-- DATA FOR THE TASK follows --

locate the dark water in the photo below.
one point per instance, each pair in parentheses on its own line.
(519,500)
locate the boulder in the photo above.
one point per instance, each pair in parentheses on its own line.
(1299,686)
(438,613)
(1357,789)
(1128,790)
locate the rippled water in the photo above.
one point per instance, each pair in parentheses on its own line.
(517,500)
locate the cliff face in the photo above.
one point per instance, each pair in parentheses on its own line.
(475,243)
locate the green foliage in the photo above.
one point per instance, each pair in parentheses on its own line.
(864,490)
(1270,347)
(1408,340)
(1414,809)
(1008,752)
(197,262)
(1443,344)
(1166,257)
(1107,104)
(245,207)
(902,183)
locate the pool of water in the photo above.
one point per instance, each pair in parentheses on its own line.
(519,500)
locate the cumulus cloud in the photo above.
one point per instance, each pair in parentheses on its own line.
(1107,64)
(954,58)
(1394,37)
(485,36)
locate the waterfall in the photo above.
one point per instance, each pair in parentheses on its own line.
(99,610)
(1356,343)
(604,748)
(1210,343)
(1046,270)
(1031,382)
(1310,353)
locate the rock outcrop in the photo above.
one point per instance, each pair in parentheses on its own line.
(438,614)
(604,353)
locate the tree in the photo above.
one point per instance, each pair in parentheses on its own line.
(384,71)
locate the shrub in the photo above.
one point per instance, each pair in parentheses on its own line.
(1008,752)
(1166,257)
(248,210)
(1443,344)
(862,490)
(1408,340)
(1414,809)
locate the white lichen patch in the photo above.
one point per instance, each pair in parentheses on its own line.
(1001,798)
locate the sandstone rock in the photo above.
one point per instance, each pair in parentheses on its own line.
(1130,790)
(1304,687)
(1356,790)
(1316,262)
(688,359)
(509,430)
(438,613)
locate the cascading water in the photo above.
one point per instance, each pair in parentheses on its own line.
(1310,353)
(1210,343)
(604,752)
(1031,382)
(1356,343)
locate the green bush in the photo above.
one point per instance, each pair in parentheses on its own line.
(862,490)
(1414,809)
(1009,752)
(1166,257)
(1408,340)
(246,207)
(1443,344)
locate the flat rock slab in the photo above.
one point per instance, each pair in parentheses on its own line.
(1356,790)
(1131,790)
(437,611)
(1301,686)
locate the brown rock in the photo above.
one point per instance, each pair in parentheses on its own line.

-- DATA FOR THE TASK concluded --

WORK REQUEST. Every line above needs to be retyped exactly.

EXERCISE RESPONSE.
locate the dark water in the photo below.
one point per instance, each pair in parentheses on its own line.
(519,500)
locate the boulder in the photo above.
one point per instance, each pair in parentheses on its own line.
(1299,686)
(438,613)
(1357,789)
(1128,790)
locate the rippled water in the photo above.
one point per instance, each pair in parentheses on its own line.
(517,500)
locate the cliff face in the photo above.
one point per instance, each pair in parentheses on its own line.
(475,243)
locate the green foliage in the photo above.
one point per instance, each pair in parentheses on its own line.
(864,490)
(1270,347)
(1408,340)
(1414,809)
(1008,752)
(197,262)
(1443,344)
(1166,257)
(1107,104)
(245,207)
(902,183)
locate the pool of water in the photo above.
one point per instance, each pair in parentheses on its own line.
(519,500)
locate the cumulus cloud in the photo above.
one point per instance, each pair in parentheses on its own line.
(1107,64)
(954,58)
(1394,37)
(485,36)
locate the waterfall in the photo above.
one point per instance, each pair in parentheses on its own line.
(99,610)
(1356,343)
(604,748)
(1210,343)
(1046,270)
(1031,382)
(1310,353)
locate the rock outcrop in the photo above.
one point per instance, each pair in parentheses on its own line.
(438,614)
(604,353)
locate the tree in the photo above.
one point per instance, each pair in parentheses on its own line.
(384,71)
locate the shrub in the photo above.
one point per instance, each pair in parentheses on its own line.
(1008,752)
(1166,257)
(248,210)
(1443,344)
(862,490)
(1408,340)
(1414,809)
locate the white lichen patch in the photo above.
one point per instance, each pair in parentheses on its own line.
(1001,798)
locate the sandstone rock in the photo above.
one point per instance, each pair in parentheses on its own line.
(1130,790)
(1304,687)
(1356,790)
(1316,262)
(688,359)
(509,430)
(438,613)
locate the cascading water in the photo above.
one point per instance, each pair in parentheses on its own line.
(1310,353)
(1210,343)
(604,752)
(1031,382)
(1356,343)
locate the green bush in the photo above.
one point per instance, each pair in parentheses on its own line.
(862,490)
(1414,809)
(1009,752)
(1166,257)
(1408,340)
(246,207)
(1443,344)
locate the flat rock slab in the photo above.
one point per instance, each pair in parentheses on its own line.
(1356,790)
(1131,790)
(437,611)
(1301,686)
locate the brown rock in the photo above.
one point per instance, each pair in parentheses on its own line.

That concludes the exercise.